[Lines for marking boundaries]
══════════════════════════════

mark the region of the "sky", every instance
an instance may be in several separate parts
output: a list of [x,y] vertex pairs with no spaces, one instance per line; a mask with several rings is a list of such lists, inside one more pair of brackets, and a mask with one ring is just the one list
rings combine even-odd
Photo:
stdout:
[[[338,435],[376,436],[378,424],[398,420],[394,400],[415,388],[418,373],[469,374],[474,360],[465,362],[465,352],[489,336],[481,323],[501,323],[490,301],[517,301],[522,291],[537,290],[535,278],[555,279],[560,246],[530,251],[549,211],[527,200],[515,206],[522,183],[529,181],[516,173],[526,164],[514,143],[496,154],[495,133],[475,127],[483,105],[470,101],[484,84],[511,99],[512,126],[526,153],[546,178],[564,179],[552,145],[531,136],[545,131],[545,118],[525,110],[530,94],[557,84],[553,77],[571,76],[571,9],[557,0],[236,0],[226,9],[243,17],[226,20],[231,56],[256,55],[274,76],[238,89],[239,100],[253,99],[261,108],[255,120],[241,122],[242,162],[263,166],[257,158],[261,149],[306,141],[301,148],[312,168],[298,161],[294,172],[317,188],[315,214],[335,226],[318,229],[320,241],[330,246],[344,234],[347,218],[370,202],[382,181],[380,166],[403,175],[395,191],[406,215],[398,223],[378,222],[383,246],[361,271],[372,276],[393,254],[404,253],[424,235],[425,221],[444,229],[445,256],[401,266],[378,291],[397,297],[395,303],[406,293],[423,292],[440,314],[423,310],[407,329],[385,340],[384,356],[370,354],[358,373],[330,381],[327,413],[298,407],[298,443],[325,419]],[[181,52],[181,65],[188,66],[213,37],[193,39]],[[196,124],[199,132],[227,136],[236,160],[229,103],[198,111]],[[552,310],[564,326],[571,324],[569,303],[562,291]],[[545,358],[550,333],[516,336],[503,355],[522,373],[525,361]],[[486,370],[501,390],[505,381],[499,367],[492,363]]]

══════════════════════════════

Directions for this task — Turn every line from the start of the records through the one containing "rings combine even-odd" into a JSON list of strings, with one string per line and blank lines dropped.

Reply —
[
  "mark the region of the \"sky\", every instance",
  "an instance may be in several separate parts",
  "output: a list of [x,y] vertex pairs with no spaces, one instance per line; a mask with several rings is a list of such lists, inside one more pair of brackets, and a mask with one ring is just the one list",
  "rings combine even-odd"
]